• [Task material]:
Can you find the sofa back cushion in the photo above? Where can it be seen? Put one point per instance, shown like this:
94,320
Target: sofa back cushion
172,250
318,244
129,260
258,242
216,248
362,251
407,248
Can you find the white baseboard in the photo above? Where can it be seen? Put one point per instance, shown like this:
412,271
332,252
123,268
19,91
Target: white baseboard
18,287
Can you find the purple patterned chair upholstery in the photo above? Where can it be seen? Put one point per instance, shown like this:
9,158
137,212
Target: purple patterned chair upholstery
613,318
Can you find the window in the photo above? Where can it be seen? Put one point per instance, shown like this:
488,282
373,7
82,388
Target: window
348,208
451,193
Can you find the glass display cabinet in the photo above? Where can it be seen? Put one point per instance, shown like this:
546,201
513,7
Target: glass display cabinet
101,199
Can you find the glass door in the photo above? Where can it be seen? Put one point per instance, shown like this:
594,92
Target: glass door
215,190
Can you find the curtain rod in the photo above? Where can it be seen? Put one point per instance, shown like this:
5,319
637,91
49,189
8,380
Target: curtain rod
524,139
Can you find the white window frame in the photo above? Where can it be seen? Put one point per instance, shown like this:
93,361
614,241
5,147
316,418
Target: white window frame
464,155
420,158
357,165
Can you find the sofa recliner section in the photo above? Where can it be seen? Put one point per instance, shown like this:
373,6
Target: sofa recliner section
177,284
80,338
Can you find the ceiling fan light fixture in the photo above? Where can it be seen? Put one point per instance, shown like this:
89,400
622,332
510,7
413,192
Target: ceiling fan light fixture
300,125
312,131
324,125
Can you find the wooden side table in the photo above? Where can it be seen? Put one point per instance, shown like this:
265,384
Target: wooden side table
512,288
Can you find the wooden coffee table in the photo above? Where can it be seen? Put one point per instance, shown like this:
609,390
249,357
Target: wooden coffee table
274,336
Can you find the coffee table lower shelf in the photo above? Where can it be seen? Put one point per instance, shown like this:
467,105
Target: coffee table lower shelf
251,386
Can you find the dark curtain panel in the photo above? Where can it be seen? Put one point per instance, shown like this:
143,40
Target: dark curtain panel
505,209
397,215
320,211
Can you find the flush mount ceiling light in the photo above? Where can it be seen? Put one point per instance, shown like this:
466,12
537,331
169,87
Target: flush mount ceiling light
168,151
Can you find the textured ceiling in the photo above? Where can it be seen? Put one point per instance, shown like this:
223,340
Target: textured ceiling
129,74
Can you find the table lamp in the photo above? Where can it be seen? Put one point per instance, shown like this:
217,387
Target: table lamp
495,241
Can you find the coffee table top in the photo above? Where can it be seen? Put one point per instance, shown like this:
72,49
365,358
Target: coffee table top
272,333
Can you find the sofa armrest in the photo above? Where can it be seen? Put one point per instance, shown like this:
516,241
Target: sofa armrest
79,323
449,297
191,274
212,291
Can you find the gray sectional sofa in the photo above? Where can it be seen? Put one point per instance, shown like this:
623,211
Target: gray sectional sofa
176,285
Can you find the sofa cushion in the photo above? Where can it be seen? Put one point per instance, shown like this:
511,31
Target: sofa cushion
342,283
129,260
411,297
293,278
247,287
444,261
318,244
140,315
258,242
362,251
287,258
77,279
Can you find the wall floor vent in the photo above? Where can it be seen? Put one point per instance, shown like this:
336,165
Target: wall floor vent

• [Short problem]: All of the lines above must be returned exactly.

• [Answer to the problem]:
Can you find the sofa back cushion in the photo above? Where can it be seen? Put one point per instance, shown like this:
94,320
Target: sofa back cushion
172,250
318,244
129,260
258,242
216,248
362,251
407,248
Can you find the white baseboard in the photo above? Where can it be seen? Put one point per instance, shown like this:
412,271
332,252
123,268
19,91
Target: white baseboard
18,287
Can you find the purple patterned chair upholstery in the photo above? Where can it be seen? Put one point per instance, shown like this:
9,158
137,212
Target: purple patterned chair upholstery
613,318
Can you find the window in the photo above? Where can it be seen? Put one point per instance, shown like this:
488,282
373,7
82,388
Target: window
348,208
451,193
Can you find the glass display cabinet in the photo above? Where can it be seen? Put one point per instance, shown like this:
546,201
513,7
Target: glass display cabinet
101,199
Can you find the glass door in the photo above? Where can it be seen? Put one point per instance, shown like this:
594,92
Target: glass door
215,190
Can you find the curtain rod in the photo above? Where can it be seen? Put one point per instance, shown like this:
5,319
637,91
49,189
8,380
Target: curtain rod
524,139
Can you find the white window frame in the photo above? Where can it be seen? Put one point per instance, shown like this:
93,361
614,241
5,147
316,418
Target: white window frame
464,155
420,158
357,165
Can you find the sofa recliner section in the photo above? Where can it be seen? Put one point per instance, shown like this:
373,6
Target: sofa recliner section
177,284
80,338
Can you find the ceiling fan light fixture in the photo above? Where can it be seen? Put one point per instance, shown like this:
89,400
622,332
510,7
413,192
Target: ceiling fan light fixture
300,125
312,131
324,125
Can you find the wooden side table in the photo above? Where can it be seen? Put one point per instance, shown like this:
265,384
Target: wooden side table
512,288
Can you find the wooden coffee table in the photo above? Where can it be seen? Put one point per instance, shown like this:
609,390
249,357
Target: wooden coffee table
274,336
Can you find the coffee table lower shelf in the photo above? Where can it be seen? Put one point per instance, shown like this:
467,105
Target: coffee table lower shelf
251,386
Can you find the dark curtain panel in the photo above? Where can it be seen? Put one point per instance, shown like this:
143,40
Target: dark curtain panel
505,209
397,215
320,211
Can you find the flush mount ceiling light in the photo above? Where can it be seen? Put one point per instance, shown like this:
466,12
537,331
169,87
Target: flush mount ceiling light
168,151
Can you find the textured ceiling in the photo above? Where can it be seen? Put one point per instance, shown like this:
223,340
Target: textured ceiling
129,74
Can you find the table lamp in the photo above? Where can it be seen? Put one point per instance, shown like this:
217,387
Target: table lamp
495,241
Can you find the coffee table top in the photo above? Where can it be seen? Put one point per instance, shown like this:
72,49
365,358
Target: coffee table top
272,333
Can you find the sofa armrest in the photo above? Where can it be seen? Put one point per instance, shown like this:
516,241
Target: sofa armrest
79,323
449,297
191,274
212,291
Can you find the gray sectional sofa in the photo above? Where can it be seen? Put one point per instance, shown like this:
623,211
Target: gray sectional sofa
176,285
Can you find the sofa cushion in the photo above? Where can it be seen? Put one point per instance, shown like this:
511,31
Target: sofa cushion
342,283
129,260
411,297
293,278
247,287
444,261
318,244
140,315
258,242
362,251
287,258
77,279
Can you find the wall floor vent in the photo above? Where can it be seen? Put one point per instance, shown like this:
336,165
Target: wall floor vent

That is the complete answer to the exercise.